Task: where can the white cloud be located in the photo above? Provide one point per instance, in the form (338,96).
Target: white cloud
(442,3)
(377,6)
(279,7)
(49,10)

About this exercise »
Extract the full listing and reproduce each line exactly.

Answer below »
Task: where can the white cloud be located in the photo above? Provide one point per instance, in the form (338,96).
Target: white cloud
(442,3)
(377,6)
(279,7)
(49,10)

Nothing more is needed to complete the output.